What is required - Where the line with "One point per instance of the long" appears below, start writing out lines exactly, and finish with the line with "One point per instance of the mustache.", which is included; write out nothing else.

Material supplied -

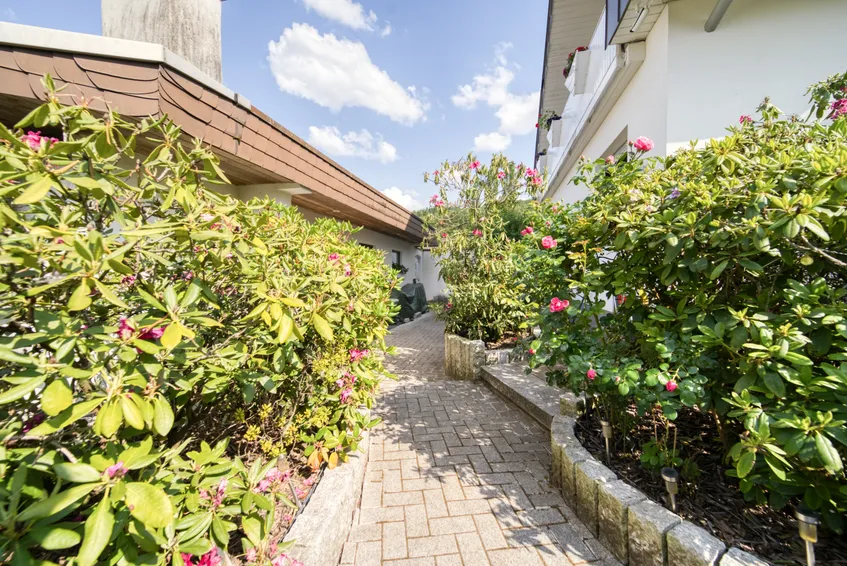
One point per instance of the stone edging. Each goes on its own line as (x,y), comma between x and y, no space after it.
==
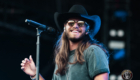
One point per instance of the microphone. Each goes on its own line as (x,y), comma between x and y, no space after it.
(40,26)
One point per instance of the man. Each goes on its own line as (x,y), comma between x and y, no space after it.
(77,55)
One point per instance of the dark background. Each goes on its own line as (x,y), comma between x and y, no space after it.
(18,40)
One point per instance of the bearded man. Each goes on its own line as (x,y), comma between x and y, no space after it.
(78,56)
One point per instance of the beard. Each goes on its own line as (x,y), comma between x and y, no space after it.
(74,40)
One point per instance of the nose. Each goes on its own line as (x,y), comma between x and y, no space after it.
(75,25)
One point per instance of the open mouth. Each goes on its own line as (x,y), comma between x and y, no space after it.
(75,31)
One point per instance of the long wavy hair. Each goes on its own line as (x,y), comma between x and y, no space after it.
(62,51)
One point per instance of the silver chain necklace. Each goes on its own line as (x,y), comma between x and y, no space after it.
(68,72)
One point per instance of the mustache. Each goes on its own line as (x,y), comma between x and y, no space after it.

Task response -
One point per instance of the long wavy hair. Each goes on its own line as (x,y), comma between x and y, no space after it.
(62,51)
One point per instance of the silver chain necklace. Each goes on its own line as (x,y), comma between x and y, no space after it.
(68,72)
One point per instance of the mustache. Each goes on its own line as (x,y), comma between x and y, no space after it.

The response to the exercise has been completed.